● Exercise
Reproduce the items below word for word, from their first line through the line containing "x=470, y=340", both included. Omit the pictures from your output.

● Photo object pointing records
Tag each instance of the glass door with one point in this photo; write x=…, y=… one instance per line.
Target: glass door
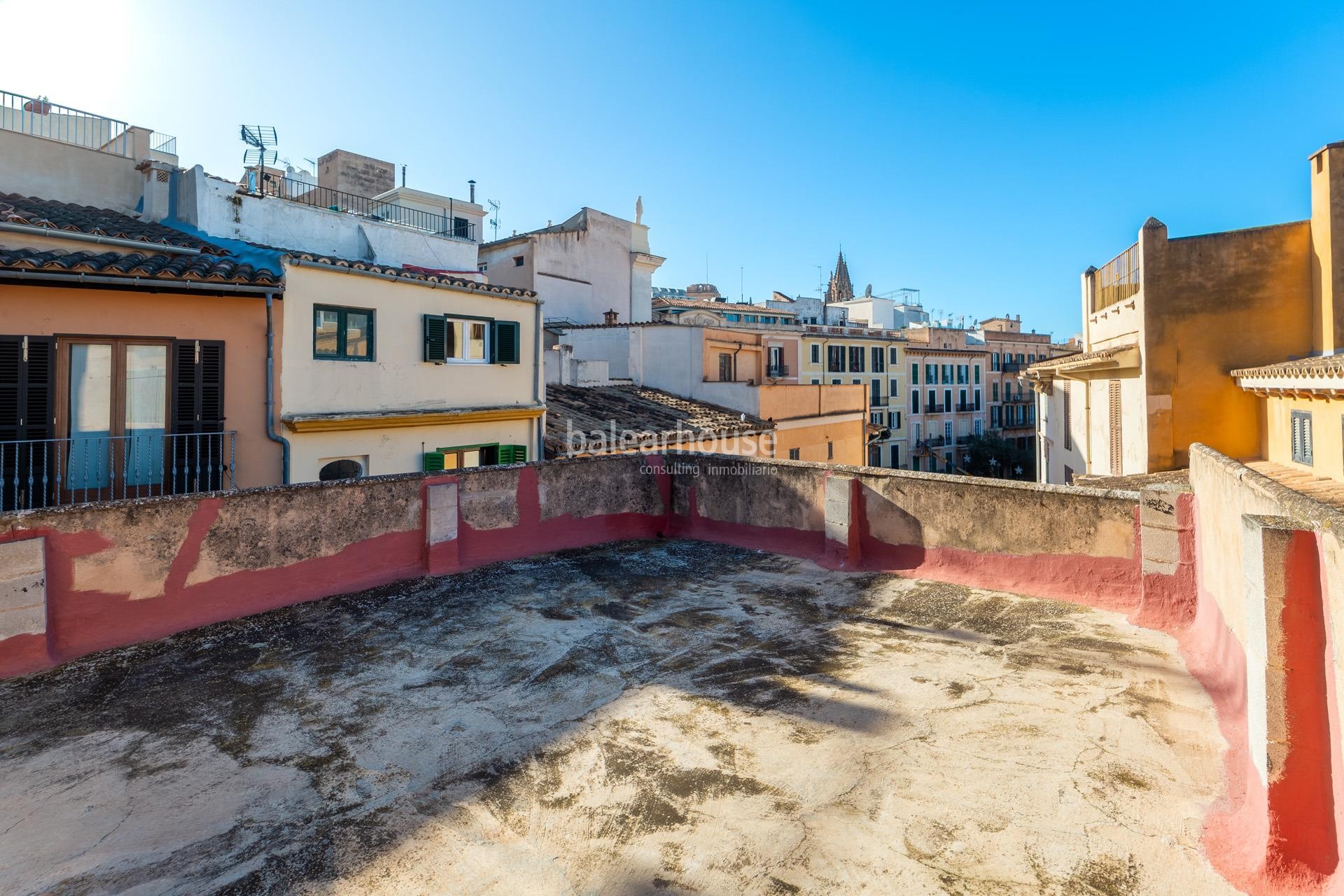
x=116, y=418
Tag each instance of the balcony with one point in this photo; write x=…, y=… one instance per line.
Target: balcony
x=1117, y=280
x=50, y=120
x=309, y=194
x=41, y=473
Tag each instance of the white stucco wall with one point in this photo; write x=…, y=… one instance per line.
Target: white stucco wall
x=600, y=265
x=398, y=378
x=217, y=207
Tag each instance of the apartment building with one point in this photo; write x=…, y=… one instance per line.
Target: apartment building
x=872, y=359
x=752, y=371
x=1012, y=403
x=1170, y=318
x=1303, y=399
x=946, y=397
x=587, y=267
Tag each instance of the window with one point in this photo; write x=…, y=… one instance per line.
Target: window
x=1301, y=437
x=343, y=333
x=464, y=457
x=340, y=469
x=470, y=340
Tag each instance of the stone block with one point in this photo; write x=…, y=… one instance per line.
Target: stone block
x=23, y=587
x=441, y=524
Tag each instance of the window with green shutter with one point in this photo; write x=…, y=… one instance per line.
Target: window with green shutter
x=505, y=340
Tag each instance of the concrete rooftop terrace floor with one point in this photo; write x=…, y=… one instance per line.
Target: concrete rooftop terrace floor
x=638, y=718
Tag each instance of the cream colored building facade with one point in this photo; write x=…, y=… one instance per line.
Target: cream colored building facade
x=873, y=359
x=1164, y=324
x=385, y=371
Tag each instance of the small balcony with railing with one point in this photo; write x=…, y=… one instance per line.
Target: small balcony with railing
x=39, y=117
x=445, y=223
x=86, y=469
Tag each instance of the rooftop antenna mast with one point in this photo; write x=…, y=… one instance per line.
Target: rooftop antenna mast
x=495, y=216
x=260, y=140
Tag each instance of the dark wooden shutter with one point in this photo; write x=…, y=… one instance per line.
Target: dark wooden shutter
x=505, y=340
x=27, y=390
x=202, y=458
x=436, y=339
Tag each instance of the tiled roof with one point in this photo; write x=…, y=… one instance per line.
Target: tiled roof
x=204, y=267
x=1331, y=365
x=742, y=308
x=96, y=222
x=391, y=270
x=652, y=414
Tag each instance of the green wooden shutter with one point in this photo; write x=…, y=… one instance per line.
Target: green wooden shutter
x=505, y=340
x=436, y=339
x=512, y=454
x=27, y=388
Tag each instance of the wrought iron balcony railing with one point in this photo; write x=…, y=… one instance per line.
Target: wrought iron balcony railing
x=42, y=118
x=441, y=225
x=84, y=469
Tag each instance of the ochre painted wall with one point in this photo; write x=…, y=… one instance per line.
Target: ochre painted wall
x=239, y=321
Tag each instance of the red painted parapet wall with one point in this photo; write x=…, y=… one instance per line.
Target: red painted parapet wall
x=88, y=578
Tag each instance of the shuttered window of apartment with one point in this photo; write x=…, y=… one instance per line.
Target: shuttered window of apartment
x=1301, y=422
x=1116, y=444
x=1069, y=421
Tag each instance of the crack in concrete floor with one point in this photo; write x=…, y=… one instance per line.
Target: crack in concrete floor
x=668, y=716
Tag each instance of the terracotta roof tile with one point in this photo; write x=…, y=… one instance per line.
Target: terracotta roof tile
x=209, y=269
x=49, y=214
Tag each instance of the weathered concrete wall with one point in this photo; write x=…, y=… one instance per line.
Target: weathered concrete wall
x=1074, y=545
x=1264, y=643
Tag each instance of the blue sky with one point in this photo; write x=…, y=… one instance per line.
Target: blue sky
x=984, y=158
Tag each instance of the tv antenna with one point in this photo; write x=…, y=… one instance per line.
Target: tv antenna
x=260, y=152
x=495, y=216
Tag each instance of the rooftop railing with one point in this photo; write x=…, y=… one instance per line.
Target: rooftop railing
x=1117, y=280
x=85, y=469
x=43, y=118
x=309, y=194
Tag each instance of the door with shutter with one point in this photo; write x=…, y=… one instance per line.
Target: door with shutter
x=202, y=456
x=27, y=456
x=1117, y=460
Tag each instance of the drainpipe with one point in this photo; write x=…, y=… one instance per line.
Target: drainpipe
x=270, y=394
x=539, y=422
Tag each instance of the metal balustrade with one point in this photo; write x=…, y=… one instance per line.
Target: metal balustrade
x=84, y=469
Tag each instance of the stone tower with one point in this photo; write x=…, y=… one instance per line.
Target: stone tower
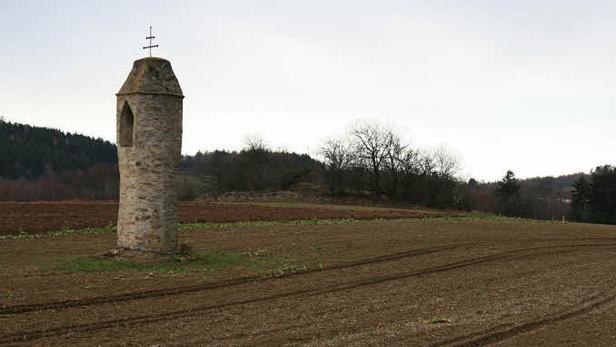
x=149, y=138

● Output below
Tag each instance of the glass door with one point in this photo; write x=…, y=… one instance per line.
Target: glass door
x=116, y=418
Tag each instance of the balcony with one point in this photo; write x=…, y=… one instance per line.
Target: balcony
x=1117, y=280
x=50, y=120
x=309, y=194
x=41, y=473
Tag each instance of the white stucco wall with one point in this photo; write x=…, y=… one instance per line.
Target: white stucco wall
x=600, y=265
x=398, y=378
x=217, y=207
Tag each instance of the apartment building with one point in this photo; write x=…, y=… one instance per line.
Target: apartment building
x=872, y=359
x=752, y=371
x=1012, y=403
x=1170, y=318
x=1303, y=399
x=946, y=397
x=587, y=267
Tag each instance of the window with one point in this photo; write x=…, y=… one instance per line.
Target: window
x=1301, y=437
x=343, y=333
x=464, y=457
x=340, y=469
x=470, y=340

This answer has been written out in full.